◆ TASK PROMPT ◆
Starting at the line that holds "of the dirt", quote every line through the end of the records, both boundary lines included. Omit the pictures.

◆ DATA SHOWN ◆
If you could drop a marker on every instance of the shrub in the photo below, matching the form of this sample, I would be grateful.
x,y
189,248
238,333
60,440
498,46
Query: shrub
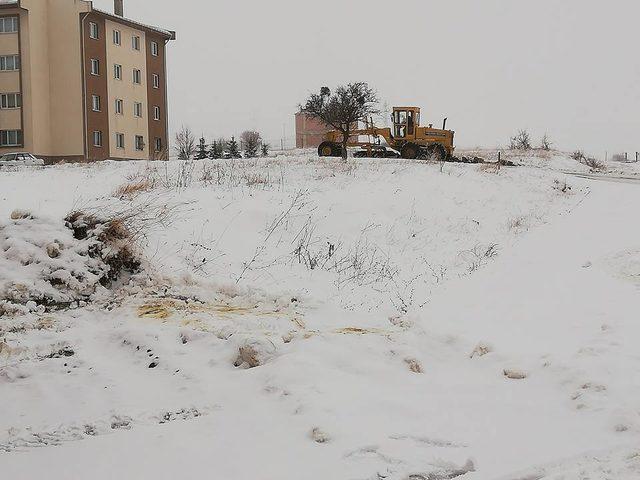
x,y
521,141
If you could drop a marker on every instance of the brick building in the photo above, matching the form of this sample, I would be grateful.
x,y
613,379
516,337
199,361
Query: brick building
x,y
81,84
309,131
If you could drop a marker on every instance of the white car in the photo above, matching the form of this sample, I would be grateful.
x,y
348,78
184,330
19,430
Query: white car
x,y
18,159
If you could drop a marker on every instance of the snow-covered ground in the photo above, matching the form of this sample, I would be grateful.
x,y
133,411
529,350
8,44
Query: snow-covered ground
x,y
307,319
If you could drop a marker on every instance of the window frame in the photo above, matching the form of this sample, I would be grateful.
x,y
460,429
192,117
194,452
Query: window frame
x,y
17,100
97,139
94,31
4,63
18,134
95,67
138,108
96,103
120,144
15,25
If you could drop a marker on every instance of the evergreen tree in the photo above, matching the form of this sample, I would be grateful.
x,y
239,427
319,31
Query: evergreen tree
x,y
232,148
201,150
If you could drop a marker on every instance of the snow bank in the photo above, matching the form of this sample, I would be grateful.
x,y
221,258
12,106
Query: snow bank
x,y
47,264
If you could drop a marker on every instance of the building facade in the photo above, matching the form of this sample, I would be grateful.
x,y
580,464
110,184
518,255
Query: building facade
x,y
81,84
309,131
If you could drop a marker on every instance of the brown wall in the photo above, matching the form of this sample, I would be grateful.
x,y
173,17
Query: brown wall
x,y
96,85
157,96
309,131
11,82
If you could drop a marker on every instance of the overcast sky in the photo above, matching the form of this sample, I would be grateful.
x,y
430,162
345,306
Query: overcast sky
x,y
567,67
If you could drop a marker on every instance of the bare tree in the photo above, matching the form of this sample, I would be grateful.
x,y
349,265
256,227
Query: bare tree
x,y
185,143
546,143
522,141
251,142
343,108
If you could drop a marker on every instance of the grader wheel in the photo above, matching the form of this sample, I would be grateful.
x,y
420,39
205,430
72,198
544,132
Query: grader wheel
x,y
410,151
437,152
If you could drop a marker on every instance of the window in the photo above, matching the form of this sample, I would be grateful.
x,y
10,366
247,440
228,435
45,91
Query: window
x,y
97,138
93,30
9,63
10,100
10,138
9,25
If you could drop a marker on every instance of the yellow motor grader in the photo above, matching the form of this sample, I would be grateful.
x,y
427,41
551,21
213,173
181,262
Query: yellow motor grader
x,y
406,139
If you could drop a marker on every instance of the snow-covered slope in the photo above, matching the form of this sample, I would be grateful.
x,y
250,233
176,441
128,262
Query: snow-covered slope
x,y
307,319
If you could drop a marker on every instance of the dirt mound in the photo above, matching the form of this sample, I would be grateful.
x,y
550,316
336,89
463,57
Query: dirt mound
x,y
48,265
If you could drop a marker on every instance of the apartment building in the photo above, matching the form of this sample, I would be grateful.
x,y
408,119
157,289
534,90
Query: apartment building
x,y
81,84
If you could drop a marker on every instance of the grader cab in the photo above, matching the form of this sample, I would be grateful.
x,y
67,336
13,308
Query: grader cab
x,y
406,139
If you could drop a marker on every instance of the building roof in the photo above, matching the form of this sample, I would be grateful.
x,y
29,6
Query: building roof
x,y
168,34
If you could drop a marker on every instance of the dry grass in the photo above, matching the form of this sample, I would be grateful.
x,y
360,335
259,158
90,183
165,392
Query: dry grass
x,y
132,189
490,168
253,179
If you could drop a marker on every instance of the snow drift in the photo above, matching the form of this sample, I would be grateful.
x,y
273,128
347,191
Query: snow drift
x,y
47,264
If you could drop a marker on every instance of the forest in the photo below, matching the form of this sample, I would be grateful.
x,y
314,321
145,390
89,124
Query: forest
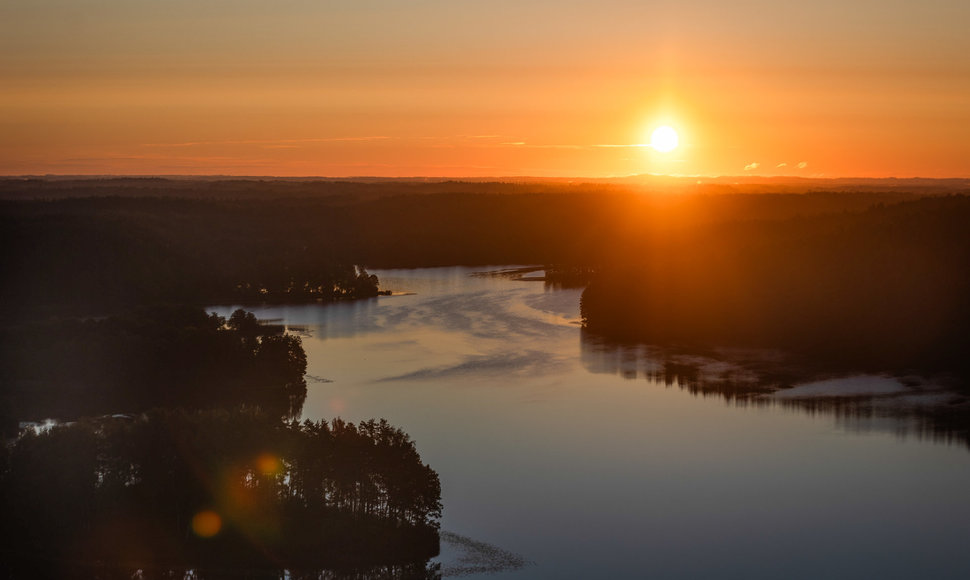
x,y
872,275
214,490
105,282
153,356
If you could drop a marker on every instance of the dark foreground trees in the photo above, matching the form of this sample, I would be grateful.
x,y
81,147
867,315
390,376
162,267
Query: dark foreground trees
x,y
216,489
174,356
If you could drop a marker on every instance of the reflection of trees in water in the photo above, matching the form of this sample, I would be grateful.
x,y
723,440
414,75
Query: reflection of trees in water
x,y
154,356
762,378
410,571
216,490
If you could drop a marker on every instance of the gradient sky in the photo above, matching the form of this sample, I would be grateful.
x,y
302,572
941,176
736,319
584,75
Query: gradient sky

◆ THE RESPONSE ◆
If you could drop a marker on every instance of the dirt mound in the photo above, matching the form of this sample, I would be grateful.
x,y
550,316
336,89
463,57
Query: dirt mound
x,y
48,265
If you could drop a marker on every instance of the apartment building in the photo above, matching the form of this sample, I would be grateful.
x,y
408,119
157,289
534,90
Query: apartment building
x,y
81,84
If you could drop a marker on every instance of the grader cab in the photo above, matching the form of this sample, I would be grateful.
x,y
67,336
13,308
Query: grader cab
x,y
406,139
If you could drop a marker on every instance of the building roof in the photo above, matching the form of this sample, I would be grateful.
x,y
29,6
Query: building roof
x,y
168,34
If you could drop a marker on every instance of the dry grass in the photo above, matching the form of this sample, I would be grateful.
x,y
360,335
259,158
90,183
165,392
Query: dry grass
x,y
132,189
490,168
253,179
If you could drop a marker on every instance of the snow drift in the photo above, matching the form of this sample, I would be grateful.
x,y
273,128
347,191
Query: snow drift
x,y
47,264
If you could drop a marker on every instance of the forest in the photo below, matching the form of this sample, I would be grateful.
x,y
314,321
145,390
89,124
Query: forest
x,y
872,275
214,490
105,282
153,356
If you could drop a marker on every instance of the dark foreground trees in the photo above, matching the form of this sample, I would be grateful.
x,y
81,147
867,315
390,376
162,267
Query: dark foreground trees
x,y
216,489
174,356
If you could drop a marker on every instance of the reflection of trees in water in the photo above, matching the form of this sample, I would be grateful.
x,y
723,440
414,75
Query: reflection of trees in water
x,y
154,356
762,378
410,571
216,490
If you could drop a marker on every instance of the gradient sky in the photo above, matching the form of this sample, I would be grateful.
x,y
302,572
941,176
736,319
584,75
Query: gradient sky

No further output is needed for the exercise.